(Saved entries)
——

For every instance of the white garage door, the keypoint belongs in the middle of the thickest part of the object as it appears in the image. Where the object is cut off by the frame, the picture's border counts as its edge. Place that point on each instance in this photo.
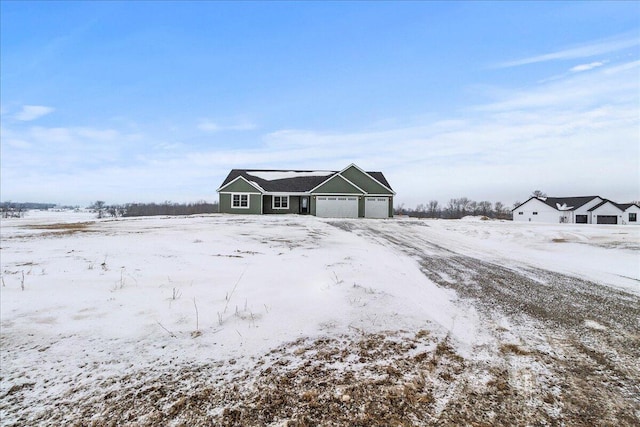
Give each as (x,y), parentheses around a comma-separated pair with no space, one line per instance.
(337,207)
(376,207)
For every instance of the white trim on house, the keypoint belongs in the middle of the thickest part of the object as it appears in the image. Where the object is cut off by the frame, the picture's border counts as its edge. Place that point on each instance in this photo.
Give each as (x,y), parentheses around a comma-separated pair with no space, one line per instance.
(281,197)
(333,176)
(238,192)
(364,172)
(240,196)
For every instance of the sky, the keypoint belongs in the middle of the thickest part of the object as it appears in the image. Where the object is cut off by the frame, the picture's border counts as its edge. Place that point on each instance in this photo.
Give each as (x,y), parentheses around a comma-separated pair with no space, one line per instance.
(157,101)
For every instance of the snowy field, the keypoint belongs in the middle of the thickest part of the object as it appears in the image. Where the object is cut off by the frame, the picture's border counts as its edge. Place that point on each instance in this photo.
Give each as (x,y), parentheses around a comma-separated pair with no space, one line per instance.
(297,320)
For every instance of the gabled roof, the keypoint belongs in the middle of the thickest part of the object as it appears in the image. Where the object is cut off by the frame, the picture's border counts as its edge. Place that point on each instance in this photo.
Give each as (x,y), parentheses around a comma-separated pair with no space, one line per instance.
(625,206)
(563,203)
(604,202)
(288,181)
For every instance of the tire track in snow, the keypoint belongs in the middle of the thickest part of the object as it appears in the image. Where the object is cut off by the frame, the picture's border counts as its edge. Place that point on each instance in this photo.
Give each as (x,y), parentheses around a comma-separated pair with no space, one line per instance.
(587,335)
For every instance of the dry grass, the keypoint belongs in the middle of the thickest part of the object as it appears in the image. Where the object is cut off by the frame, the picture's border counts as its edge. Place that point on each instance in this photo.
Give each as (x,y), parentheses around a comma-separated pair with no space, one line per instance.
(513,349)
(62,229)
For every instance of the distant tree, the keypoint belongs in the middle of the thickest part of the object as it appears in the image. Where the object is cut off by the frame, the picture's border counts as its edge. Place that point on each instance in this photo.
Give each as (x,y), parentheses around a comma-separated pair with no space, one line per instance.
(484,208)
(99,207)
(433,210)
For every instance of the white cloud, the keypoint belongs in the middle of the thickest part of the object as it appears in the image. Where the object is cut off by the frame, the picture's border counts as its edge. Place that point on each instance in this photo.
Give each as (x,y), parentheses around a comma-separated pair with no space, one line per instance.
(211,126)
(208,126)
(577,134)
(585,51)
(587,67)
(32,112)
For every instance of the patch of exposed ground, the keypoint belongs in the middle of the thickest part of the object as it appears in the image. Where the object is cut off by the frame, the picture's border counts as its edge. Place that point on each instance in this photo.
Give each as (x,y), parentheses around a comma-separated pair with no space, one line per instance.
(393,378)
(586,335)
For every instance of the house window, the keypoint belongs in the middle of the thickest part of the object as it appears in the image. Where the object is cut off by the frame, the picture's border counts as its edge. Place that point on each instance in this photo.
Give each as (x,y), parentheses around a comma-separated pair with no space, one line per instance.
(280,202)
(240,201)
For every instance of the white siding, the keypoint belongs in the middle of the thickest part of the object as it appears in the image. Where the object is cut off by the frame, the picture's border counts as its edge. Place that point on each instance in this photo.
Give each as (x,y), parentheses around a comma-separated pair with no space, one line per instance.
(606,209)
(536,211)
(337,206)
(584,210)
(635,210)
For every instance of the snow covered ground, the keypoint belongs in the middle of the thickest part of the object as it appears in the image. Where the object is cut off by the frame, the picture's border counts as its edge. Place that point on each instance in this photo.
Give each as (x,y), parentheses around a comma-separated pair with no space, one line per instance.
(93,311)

——

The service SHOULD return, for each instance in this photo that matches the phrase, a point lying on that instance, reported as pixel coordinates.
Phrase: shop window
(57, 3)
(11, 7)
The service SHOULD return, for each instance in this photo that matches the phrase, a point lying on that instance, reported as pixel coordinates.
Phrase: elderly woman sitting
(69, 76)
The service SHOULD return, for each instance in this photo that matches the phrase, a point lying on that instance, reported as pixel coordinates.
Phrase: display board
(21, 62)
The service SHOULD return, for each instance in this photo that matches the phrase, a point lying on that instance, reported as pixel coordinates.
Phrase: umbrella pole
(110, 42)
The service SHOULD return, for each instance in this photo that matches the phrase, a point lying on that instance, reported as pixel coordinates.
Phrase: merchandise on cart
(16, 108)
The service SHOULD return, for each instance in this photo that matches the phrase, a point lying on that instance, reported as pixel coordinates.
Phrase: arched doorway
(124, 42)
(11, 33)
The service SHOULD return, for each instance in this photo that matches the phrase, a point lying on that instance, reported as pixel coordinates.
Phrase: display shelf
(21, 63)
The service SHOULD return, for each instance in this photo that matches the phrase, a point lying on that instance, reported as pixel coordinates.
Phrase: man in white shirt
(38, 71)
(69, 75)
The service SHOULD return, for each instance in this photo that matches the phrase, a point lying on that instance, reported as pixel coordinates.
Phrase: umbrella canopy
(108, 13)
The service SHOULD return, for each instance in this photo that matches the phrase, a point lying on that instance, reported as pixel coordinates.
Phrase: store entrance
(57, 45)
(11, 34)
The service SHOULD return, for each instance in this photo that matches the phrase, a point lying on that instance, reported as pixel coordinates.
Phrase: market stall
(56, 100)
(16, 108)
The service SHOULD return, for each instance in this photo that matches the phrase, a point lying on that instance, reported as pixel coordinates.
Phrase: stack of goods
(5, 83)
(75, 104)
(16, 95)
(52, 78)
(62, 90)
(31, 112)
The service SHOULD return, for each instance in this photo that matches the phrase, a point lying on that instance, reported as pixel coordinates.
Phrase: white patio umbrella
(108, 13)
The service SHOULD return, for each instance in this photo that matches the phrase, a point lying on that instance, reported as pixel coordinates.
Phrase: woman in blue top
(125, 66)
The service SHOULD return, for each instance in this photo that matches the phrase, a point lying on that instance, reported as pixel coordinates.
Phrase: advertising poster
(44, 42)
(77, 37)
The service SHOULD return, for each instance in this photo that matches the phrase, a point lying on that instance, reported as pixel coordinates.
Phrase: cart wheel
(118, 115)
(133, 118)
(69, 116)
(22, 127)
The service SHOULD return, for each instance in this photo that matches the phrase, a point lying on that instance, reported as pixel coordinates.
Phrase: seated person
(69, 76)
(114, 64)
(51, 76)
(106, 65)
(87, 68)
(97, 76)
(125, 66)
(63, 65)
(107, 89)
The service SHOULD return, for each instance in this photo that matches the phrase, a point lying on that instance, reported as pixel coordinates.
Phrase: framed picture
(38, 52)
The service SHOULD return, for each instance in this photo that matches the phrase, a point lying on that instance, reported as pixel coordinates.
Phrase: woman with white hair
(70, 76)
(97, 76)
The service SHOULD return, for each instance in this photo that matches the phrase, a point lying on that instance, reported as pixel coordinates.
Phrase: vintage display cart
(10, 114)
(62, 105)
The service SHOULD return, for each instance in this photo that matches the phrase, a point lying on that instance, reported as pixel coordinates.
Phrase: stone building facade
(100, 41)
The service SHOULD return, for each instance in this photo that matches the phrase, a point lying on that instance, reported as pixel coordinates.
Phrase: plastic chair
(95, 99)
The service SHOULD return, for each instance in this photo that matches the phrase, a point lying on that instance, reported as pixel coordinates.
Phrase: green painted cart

——

Pull out every line of the rows above that contains the string "house", treating uppercase and lowercase letters as different.

For every instance of the white trim on house, the keypoint belongs in the middle of the thickest part of the object as it appears in the image. Where the object is cut off by the frame, the picture's border counts as its edge. Place that point on each instance in this photo.
For every instance of the house window, the keypoint belongs in the middle of the thickest part of the object as it appears in the image. Where the object is cut off by the frame, the picture's border counts as its edge. Place that point on each instance in this photo.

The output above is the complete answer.